DATA FOR THIS TASK
• • • •

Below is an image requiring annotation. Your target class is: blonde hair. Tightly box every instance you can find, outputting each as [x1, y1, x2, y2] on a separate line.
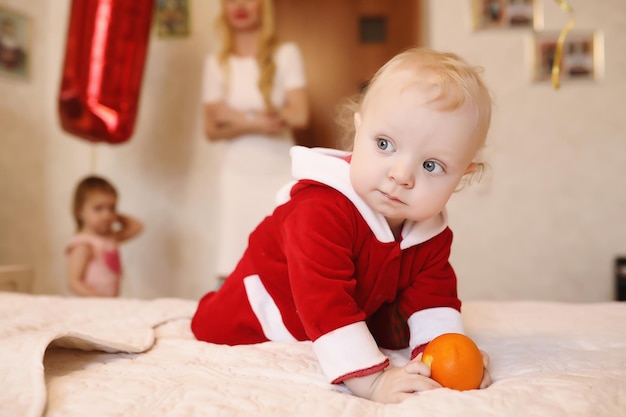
[216, 0, 278, 110]
[336, 47, 493, 185]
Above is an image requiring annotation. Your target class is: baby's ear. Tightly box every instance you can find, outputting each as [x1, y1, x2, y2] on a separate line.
[464, 162, 481, 175]
[353, 112, 361, 130]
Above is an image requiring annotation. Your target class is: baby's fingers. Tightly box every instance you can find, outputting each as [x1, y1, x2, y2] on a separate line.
[478, 350, 492, 389]
[404, 355, 433, 378]
[399, 374, 442, 393]
[404, 361, 431, 377]
[393, 382, 438, 403]
[480, 367, 492, 389]
[480, 350, 490, 367]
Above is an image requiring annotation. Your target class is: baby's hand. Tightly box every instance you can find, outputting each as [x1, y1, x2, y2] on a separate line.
[479, 350, 492, 389]
[368, 358, 441, 403]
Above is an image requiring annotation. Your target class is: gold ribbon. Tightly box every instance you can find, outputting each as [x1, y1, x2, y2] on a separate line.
[551, 0, 575, 90]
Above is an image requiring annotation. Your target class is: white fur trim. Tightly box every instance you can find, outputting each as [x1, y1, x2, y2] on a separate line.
[290, 146, 395, 240]
[275, 180, 297, 206]
[243, 275, 297, 342]
[287, 146, 447, 248]
[399, 212, 448, 250]
[408, 307, 465, 348]
[312, 322, 388, 382]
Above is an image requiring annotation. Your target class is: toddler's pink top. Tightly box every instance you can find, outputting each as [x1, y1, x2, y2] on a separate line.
[66, 233, 122, 297]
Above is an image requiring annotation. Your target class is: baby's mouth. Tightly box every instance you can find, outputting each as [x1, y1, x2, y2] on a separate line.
[380, 190, 404, 204]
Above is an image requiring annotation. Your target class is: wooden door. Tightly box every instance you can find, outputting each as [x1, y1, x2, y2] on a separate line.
[274, 0, 421, 148]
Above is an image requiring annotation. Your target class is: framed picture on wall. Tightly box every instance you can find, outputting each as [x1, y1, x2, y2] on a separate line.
[532, 30, 604, 82]
[0, 6, 31, 80]
[472, 0, 542, 30]
[155, 0, 191, 38]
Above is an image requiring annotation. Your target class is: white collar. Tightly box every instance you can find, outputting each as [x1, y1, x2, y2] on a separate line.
[277, 146, 448, 249]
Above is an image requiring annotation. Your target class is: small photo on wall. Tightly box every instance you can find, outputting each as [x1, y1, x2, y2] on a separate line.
[472, 0, 541, 30]
[532, 31, 604, 82]
[155, 0, 191, 38]
[0, 6, 31, 79]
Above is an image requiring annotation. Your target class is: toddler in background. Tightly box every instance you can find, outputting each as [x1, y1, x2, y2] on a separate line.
[66, 176, 143, 297]
[192, 47, 493, 403]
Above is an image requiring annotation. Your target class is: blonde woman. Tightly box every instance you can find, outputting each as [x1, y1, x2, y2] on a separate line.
[203, 0, 308, 283]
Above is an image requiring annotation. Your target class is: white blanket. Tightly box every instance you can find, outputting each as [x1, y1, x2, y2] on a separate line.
[1, 292, 625, 417]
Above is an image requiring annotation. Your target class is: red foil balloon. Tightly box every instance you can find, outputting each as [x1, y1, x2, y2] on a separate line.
[58, 0, 154, 144]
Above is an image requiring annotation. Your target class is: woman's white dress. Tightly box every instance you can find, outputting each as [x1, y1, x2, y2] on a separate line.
[202, 42, 306, 277]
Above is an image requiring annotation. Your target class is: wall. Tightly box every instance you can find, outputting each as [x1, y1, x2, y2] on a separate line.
[0, 0, 625, 302]
[44, 0, 224, 299]
[1, 0, 222, 299]
[274, 0, 421, 148]
[428, 0, 626, 301]
[0, 0, 48, 292]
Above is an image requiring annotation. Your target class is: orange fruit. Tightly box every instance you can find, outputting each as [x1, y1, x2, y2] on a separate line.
[421, 333, 484, 391]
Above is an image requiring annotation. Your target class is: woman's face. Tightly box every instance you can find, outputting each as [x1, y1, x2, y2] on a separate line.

• • • •

ABOUT THIS TASK
Return all of the material above unchanged, minus its pictures.

EXERCISE RESULT
Below is an image requiring annotation. Your target class is: blonde hair. Tightly box every instance you can find, outputting each as [x1, y1, x2, y2] on a separate line.
[216, 0, 278, 110]
[336, 47, 493, 185]
Above is an image requiring annotation. Your target class is: baby's ear. Tightly box every instance you can find, outputting each as [x1, y1, x2, y2] on a separate line.
[464, 162, 481, 175]
[353, 112, 361, 130]
Above is an image requiring annotation. Your target class is: baby's fingers. Tightly box every instance you can find, outputting each as [x1, y1, x2, y2] on a separate line.
[478, 350, 492, 389]
[404, 355, 433, 378]
[399, 374, 442, 393]
[404, 361, 431, 377]
[393, 382, 438, 403]
[480, 367, 492, 389]
[480, 350, 490, 367]
Above is an image requiring annotation. Your target class is: baby's hand. Tightly box every instance you can find, outputting each as [x1, y1, x2, y2] on a separate line.
[479, 350, 492, 389]
[368, 358, 441, 403]
Above is an image requiring annotation. Your target class is: gold ribbon. Tightly box every instance you can find, outputting each as [x1, y1, x2, y2] on a separate line.
[551, 0, 575, 90]
Above is an image requiring annotation. Your target class is: white fur trim. Tightly box every instance you can find, outputting each as [x1, y1, x2, y2] on a separate line.
[290, 146, 395, 240]
[275, 180, 297, 206]
[243, 275, 297, 342]
[287, 146, 447, 248]
[399, 212, 448, 250]
[408, 307, 465, 348]
[312, 322, 388, 382]
Above is an image requiring annotation. Your target class is: toddler's pink top. Tightly box every instance you can find, outputting each as [x1, y1, x2, y2] on a separate line.
[66, 233, 122, 297]
Above is an image requiring annotation. Your target class is: baby's mouth. Tightly box every instance you can find, outputting each as [x1, y1, x2, y2] on a separate line.
[380, 190, 404, 204]
Above is an image requiring annotation. Your target class is: wooden door. Tightly box every instance you can find, outputting each as [x1, y1, x2, y2] on a separate line.
[274, 0, 421, 148]
Above is an image requiring annotation. Your target class is: framed picture on wall. Tightly box every instance you can find, outputting each as [x1, y1, x2, y2] on a separate line.
[532, 30, 604, 82]
[0, 6, 31, 80]
[472, 0, 542, 30]
[155, 0, 191, 38]
Above is an image requiring annotation. Your target class is: white collar. Tightly box every instance you can find, outputting each as [x1, y1, x2, y2] on a separate line.
[277, 146, 448, 249]
Above is an image requiring annotation. Your target class is: small photo on wall. Tightly box every instance you can find, outputting each as [x1, y1, x2, y2] on a separate line.
[472, 0, 541, 30]
[532, 31, 604, 82]
[155, 0, 191, 38]
[0, 6, 31, 79]
Above is an image requiring annotation. Your target class is: toddler in background. Tightly box every instance you can find, outputting each as [x1, y1, x2, y2] on a separate line.
[66, 176, 143, 297]
[192, 47, 493, 403]
Above is an image requiring annotation. Your target class is: blonde woman. Tightly box every instance you can find, outputting each as [x1, y1, x2, y2] on a separate line.
[203, 0, 308, 283]
Above is an image requiring annotation. Your target class is: white blanket. Tightly box every instance you can find, outputting each as [x1, y1, x2, y2] on a separate line.
[1, 292, 625, 417]
Above is an image requiring annotation. Your target class is: red foil balloon. Tightly box every instance you can find, outputting each as [x1, y1, x2, y2] on a separate line.
[58, 0, 154, 144]
Above is an image requiring annotation. Your target class is: woman's white dress. Tightly box every instance you can find, outputting each as [x1, y1, x2, y2] on a separate line.
[202, 42, 306, 277]
Above is an image requiring annotation. Your target class is: wall. Tightly box every instance you can find, outputting each as [x1, y1, x2, y2] on a separate line.
[0, 0, 625, 302]
[44, 0, 224, 299]
[1, 0, 222, 299]
[274, 0, 421, 148]
[428, 0, 626, 301]
[0, 0, 48, 292]
Above is an image requiring annotation. Your target class is: orange fruit. Tightly box every instance you can find, outputting each as [x1, y1, x2, y2] on a separate line.
[421, 333, 484, 391]
Above is an image requiring annotation. Your target class is: woman's face. Tightly box every instance you can find, outputting each as [x1, y1, x2, y2] on a separate line.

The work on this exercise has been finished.